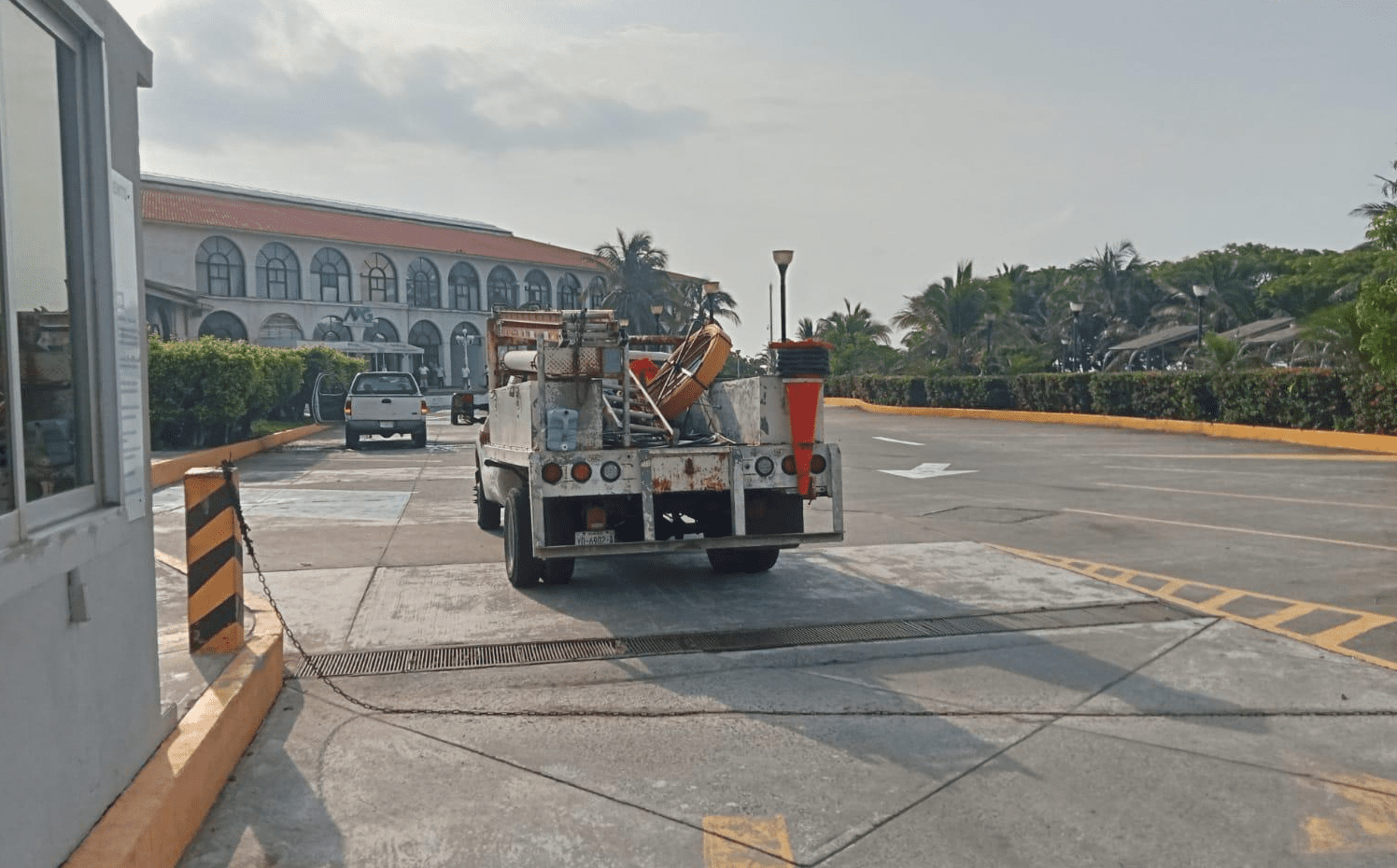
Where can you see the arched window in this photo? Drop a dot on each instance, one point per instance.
(330, 276)
(380, 278)
(538, 289)
(430, 338)
(219, 268)
(382, 331)
(279, 329)
(332, 329)
(569, 292)
(278, 273)
(504, 287)
(465, 287)
(424, 284)
(224, 326)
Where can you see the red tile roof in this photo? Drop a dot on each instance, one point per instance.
(225, 211)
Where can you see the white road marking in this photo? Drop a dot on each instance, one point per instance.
(1255, 497)
(926, 470)
(1289, 536)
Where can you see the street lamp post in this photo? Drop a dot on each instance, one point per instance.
(710, 289)
(1076, 332)
(989, 337)
(783, 259)
(1200, 292)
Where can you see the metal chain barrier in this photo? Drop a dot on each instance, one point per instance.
(659, 713)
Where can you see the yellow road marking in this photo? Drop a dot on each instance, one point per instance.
(1330, 639)
(1287, 536)
(746, 842)
(1358, 815)
(1255, 456)
(1253, 497)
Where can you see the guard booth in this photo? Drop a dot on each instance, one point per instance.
(80, 696)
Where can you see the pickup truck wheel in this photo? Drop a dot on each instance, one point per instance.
(557, 571)
(520, 564)
(743, 560)
(487, 513)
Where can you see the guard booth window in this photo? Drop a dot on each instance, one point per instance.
(45, 423)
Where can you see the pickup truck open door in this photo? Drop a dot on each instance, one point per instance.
(327, 399)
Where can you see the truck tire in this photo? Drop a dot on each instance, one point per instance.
(487, 512)
(520, 564)
(557, 571)
(743, 560)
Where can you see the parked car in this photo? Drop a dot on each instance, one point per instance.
(382, 403)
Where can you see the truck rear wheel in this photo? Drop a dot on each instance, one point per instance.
(487, 512)
(520, 564)
(743, 560)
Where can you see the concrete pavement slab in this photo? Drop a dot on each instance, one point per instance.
(642, 595)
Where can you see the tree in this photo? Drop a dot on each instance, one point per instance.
(949, 317)
(1375, 210)
(858, 340)
(686, 304)
(634, 273)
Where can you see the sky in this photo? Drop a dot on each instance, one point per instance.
(883, 141)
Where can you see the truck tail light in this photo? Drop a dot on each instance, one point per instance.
(597, 518)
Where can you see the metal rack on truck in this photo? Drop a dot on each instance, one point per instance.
(597, 447)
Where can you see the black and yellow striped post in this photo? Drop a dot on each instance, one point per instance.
(214, 554)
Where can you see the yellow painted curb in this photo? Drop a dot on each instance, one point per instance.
(172, 469)
(1326, 440)
(157, 817)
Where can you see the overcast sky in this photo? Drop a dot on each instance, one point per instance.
(882, 140)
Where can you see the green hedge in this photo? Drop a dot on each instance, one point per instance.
(208, 392)
(1292, 398)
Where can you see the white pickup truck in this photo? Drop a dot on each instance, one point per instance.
(382, 403)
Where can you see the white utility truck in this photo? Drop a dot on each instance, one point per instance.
(586, 455)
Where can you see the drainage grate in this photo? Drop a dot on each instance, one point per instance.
(566, 651)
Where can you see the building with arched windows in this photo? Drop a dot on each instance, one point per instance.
(405, 289)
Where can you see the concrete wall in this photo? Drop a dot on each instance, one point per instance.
(80, 701)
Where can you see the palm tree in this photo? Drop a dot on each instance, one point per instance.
(1375, 210)
(686, 304)
(634, 273)
(856, 338)
(949, 317)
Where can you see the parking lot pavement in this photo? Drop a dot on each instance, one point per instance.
(1038, 716)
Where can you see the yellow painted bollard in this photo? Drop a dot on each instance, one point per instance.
(214, 553)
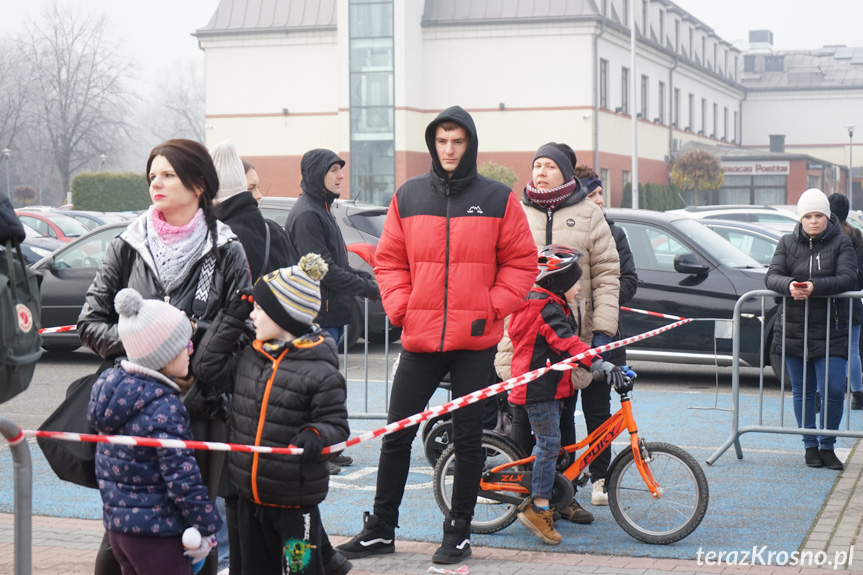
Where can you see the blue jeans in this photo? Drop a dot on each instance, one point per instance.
(335, 332)
(545, 421)
(856, 373)
(832, 401)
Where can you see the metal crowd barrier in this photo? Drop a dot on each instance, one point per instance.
(23, 478)
(759, 425)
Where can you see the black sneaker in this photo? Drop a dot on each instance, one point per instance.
(342, 460)
(456, 542)
(376, 538)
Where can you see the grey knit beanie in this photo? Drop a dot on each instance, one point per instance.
(153, 332)
(292, 296)
(229, 167)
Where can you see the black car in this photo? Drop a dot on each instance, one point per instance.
(361, 225)
(685, 269)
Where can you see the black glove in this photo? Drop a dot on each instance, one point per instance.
(612, 374)
(311, 443)
(373, 292)
(240, 306)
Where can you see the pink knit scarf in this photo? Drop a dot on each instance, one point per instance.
(173, 234)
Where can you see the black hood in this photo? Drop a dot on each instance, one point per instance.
(466, 169)
(314, 167)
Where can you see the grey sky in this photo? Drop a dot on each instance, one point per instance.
(796, 24)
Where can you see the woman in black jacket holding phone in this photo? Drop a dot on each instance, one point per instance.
(816, 259)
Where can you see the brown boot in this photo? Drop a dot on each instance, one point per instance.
(540, 523)
(575, 513)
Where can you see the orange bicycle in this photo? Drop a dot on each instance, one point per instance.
(657, 492)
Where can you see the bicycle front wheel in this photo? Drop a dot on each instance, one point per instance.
(490, 514)
(670, 517)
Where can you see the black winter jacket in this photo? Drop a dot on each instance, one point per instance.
(279, 390)
(628, 285)
(128, 263)
(312, 228)
(829, 262)
(241, 213)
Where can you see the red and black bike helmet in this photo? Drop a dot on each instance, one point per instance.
(558, 267)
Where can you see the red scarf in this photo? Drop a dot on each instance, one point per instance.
(550, 199)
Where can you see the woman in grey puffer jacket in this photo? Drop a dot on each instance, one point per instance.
(816, 259)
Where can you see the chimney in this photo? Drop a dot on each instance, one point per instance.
(777, 143)
(760, 42)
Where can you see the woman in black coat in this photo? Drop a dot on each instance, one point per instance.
(816, 259)
(180, 253)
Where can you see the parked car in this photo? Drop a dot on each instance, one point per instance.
(66, 276)
(782, 220)
(755, 240)
(685, 269)
(361, 225)
(53, 224)
(92, 220)
(36, 246)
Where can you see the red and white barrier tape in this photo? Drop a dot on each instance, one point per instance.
(415, 419)
(65, 328)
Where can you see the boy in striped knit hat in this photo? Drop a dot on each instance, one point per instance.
(287, 391)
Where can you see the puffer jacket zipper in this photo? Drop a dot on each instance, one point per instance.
(446, 270)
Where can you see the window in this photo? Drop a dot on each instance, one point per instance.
(691, 126)
(661, 101)
(603, 84)
(645, 17)
(734, 127)
(715, 133)
(645, 84)
(624, 90)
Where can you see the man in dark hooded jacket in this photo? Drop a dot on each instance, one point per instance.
(456, 257)
(312, 228)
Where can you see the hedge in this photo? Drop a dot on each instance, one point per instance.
(110, 192)
(659, 197)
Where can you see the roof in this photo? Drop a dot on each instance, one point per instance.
(254, 16)
(441, 12)
(827, 67)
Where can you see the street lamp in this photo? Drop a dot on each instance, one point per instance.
(6, 152)
(850, 165)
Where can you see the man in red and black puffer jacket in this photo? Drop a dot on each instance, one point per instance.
(456, 257)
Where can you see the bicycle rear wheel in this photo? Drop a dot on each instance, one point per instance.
(490, 515)
(670, 517)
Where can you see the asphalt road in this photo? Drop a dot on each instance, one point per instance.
(56, 371)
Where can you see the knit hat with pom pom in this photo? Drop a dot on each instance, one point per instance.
(153, 332)
(292, 296)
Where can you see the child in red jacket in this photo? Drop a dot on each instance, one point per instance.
(544, 330)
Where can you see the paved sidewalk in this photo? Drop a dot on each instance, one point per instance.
(68, 546)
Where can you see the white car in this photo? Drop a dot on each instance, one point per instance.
(781, 220)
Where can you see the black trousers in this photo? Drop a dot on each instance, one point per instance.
(415, 381)
(277, 540)
(596, 404)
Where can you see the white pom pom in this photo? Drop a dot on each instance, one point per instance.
(128, 302)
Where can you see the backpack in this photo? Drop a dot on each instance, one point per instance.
(20, 310)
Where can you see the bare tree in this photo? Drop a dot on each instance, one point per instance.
(78, 94)
(14, 85)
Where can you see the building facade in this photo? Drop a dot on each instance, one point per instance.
(365, 77)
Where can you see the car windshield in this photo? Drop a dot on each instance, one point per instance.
(71, 228)
(715, 245)
(370, 221)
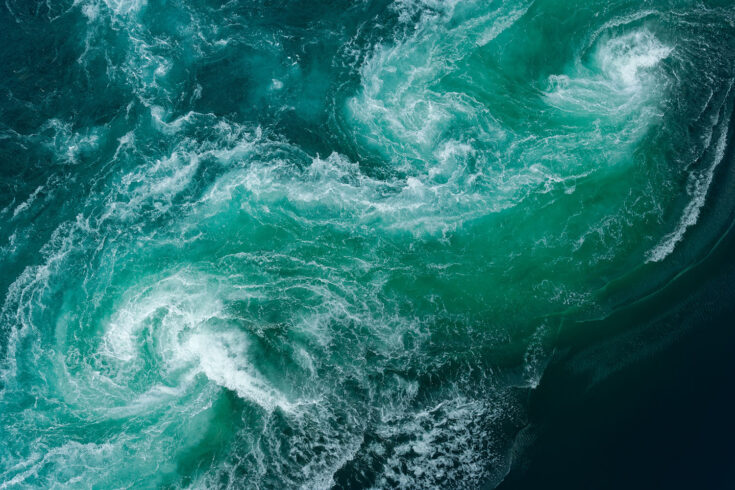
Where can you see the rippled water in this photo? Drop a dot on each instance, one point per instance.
(313, 244)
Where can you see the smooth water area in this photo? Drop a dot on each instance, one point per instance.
(335, 244)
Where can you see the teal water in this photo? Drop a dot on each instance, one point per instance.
(336, 244)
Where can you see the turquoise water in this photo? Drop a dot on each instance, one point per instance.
(298, 244)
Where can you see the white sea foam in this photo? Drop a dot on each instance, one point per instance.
(698, 186)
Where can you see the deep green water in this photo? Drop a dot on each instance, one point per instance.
(278, 244)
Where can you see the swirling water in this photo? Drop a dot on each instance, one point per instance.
(315, 244)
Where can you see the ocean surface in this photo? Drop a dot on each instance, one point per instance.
(367, 244)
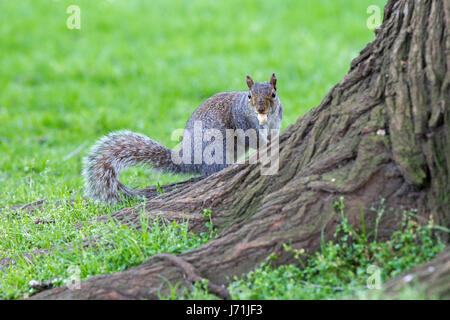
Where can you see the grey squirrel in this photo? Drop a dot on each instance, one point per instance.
(258, 108)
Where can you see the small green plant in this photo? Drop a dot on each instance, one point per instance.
(345, 265)
(207, 213)
(117, 247)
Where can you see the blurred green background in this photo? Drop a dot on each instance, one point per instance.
(146, 66)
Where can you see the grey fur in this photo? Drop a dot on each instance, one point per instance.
(121, 149)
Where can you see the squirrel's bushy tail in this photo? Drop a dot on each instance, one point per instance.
(115, 152)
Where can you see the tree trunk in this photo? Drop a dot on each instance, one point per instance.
(382, 132)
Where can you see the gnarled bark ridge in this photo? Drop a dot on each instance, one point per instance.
(382, 132)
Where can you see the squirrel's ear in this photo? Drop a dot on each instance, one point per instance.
(273, 81)
(250, 82)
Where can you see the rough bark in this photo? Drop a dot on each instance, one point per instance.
(432, 278)
(382, 132)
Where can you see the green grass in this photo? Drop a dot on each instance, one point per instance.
(143, 66)
(353, 265)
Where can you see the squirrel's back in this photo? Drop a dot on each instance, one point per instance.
(256, 109)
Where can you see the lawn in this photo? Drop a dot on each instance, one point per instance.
(143, 66)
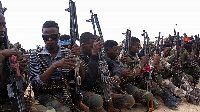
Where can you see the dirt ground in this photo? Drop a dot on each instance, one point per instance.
(183, 107)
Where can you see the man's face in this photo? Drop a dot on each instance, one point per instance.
(167, 50)
(112, 53)
(2, 26)
(134, 48)
(50, 37)
(87, 48)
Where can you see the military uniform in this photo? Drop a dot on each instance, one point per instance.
(126, 101)
(140, 95)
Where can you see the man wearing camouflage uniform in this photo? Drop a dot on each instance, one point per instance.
(129, 75)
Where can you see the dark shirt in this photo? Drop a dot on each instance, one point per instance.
(91, 71)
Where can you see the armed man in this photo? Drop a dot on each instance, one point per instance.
(11, 90)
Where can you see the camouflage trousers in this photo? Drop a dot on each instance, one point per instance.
(125, 102)
(51, 105)
(140, 95)
(181, 92)
(93, 101)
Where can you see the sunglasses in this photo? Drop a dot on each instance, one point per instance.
(52, 36)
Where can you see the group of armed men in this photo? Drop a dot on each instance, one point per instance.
(67, 78)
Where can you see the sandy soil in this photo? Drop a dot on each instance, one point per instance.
(183, 107)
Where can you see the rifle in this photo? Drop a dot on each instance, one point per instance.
(126, 45)
(177, 68)
(14, 86)
(194, 61)
(103, 68)
(77, 96)
(158, 45)
(147, 74)
(126, 42)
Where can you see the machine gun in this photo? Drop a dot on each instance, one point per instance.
(158, 45)
(194, 61)
(77, 96)
(126, 42)
(15, 86)
(177, 68)
(147, 74)
(103, 68)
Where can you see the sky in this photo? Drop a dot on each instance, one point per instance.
(25, 18)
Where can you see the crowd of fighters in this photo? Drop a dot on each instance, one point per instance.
(97, 75)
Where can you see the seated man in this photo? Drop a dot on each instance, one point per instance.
(46, 74)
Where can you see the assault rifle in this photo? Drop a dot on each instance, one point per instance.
(126, 42)
(77, 96)
(15, 86)
(177, 68)
(194, 61)
(147, 74)
(126, 45)
(158, 45)
(103, 68)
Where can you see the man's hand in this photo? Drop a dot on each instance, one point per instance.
(97, 45)
(68, 62)
(156, 59)
(75, 50)
(127, 59)
(23, 63)
(158, 67)
(9, 52)
(116, 79)
(126, 73)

What to produce
Render everything in the listing above, from its start down through the line containing "(1253, 497)", as a Markdown table with the columns Row and Line. Number each line in Row, put the line itself in Line, skip blank lines, and leave out the pictures.

Response to the task
| Row | Line |
|---|---|
| 1 | Where can you see the arched window in this photo? Drop a dot on each instance, one point per instance. |
| 2 | (330, 276) |
| 3 | (380, 278) |
| 4 | (538, 289) |
| 5 | (430, 338) |
| 6 | (219, 268) |
| 7 | (382, 331) |
| 8 | (279, 329) |
| 9 | (332, 329) |
| 10 | (569, 292) |
| 11 | (278, 273) |
| 12 | (504, 287) |
| 13 | (465, 287) |
| 14 | (424, 284) |
| 15 | (224, 326) |
| 16 | Where can you see the red tile roof in this photo? Drop a dot on each instance, one point per instance. |
| 17 | (225, 211) |
| 18 | Where can you see the white road marking in this photo? Drop a dot on each instance, one point per instance. |
| 19 | (1255, 497) |
| 20 | (926, 470) |
| 21 | (1289, 536) |
| 22 | Where can you see the street lamp post in this photo? Drop a dot on each instance, one point per instance. |
| 23 | (710, 289) |
| 24 | (1076, 332) |
| 25 | (989, 337) |
| 26 | (783, 259) |
| 27 | (1200, 292) |
| 28 | Where can you see the metal chain barrier in this photo? Drop a dot on each instance, one point per instance. |
| 29 | (659, 713) |
| 30 | Where can you see the yellow road marking in this photo? Drop a dot on each instance, one point per instance. |
| 31 | (1330, 639) |
| 32 | (1287, 536) |
| 33 | (746, 842) |
| 34 | (1358, 815) |
| 35 | (1255, 456) |
| 36 | (1253, 497) |